'''
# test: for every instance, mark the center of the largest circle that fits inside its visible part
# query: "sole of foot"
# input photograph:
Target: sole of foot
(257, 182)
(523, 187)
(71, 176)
'''
_Problem:_
Rename "sole of foot" to "underside of foot" wherever it occurs in the records above, and give the records again with nothing else changed.

_Correct output:_
# test: for every instance, mark the center of the largest circle that fits inside its visible part
# query: "underside of foot"
# input photograph:
Target: underside of foot
(257, 182)
(523, 187)
(71, 176)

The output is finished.